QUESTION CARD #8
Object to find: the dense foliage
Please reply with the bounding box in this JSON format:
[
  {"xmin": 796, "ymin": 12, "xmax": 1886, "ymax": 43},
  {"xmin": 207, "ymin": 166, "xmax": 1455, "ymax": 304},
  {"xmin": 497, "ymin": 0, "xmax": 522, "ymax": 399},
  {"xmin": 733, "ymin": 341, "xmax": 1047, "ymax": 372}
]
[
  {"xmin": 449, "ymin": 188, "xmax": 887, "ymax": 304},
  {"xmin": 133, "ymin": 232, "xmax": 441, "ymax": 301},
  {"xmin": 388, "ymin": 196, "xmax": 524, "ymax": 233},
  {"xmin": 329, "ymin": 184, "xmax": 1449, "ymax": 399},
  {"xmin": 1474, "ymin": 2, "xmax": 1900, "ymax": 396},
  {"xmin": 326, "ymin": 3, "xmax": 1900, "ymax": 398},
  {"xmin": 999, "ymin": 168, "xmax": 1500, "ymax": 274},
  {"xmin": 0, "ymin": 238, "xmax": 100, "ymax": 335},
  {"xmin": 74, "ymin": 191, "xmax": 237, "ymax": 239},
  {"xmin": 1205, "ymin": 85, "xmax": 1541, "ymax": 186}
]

→ **Exercise requirements**:
What you return should consist solely of the lines from the one containing "Please reply with" through the end of the entries above, reproduced exactly.

→ **Reply**:
Please reply with the bounding box in this JSON format:
[
  {"xmin": 796, "ymin": 12, "xmax": 1886, "ymax": 43},
  {"xmin": 207, "ymin": 166, "xmax": 1455, "ymax": 304},
  {"xmin": 497, "ymin": 0, "xmax": 522, "ymax": 399},
  {"xmin": 733, "ymin": 341, "xmax": 1047, "ymax": 372}
]
[
  {"xmin": 449, "ymin": 188, "xmax": 887, "ymax": 304},
  {"xmin": 133, "ymin": 232, "xmax": 441, "ymax": 301},
  {"xmin": 388, "ymin": 196, "xmax": 524, "ymax": 233},
  {"xmin": 329, "ymin": 184, "xmax": 1449, "ymax": 399},
  {"xmin": 1474, "ymin": 2, "xmax": 1900, "ymax": 396},
  {"xmin": 326, "ymin": 3, "xmax": 1900, "ymax": 398},
  {"xmin": 999, "ymin": 168, "xmax": 1500, "ymax": 274},
  {"xmin": 0, "ymin": 238, "xmax": 100, "ymax": 335},
  {"xmin": 74, "ymin": 191, "xmax": 237, "ymax": 239},
  {"xmin": 1205, "ymin": 85, "xmax": 1541, "ymax": 186}
]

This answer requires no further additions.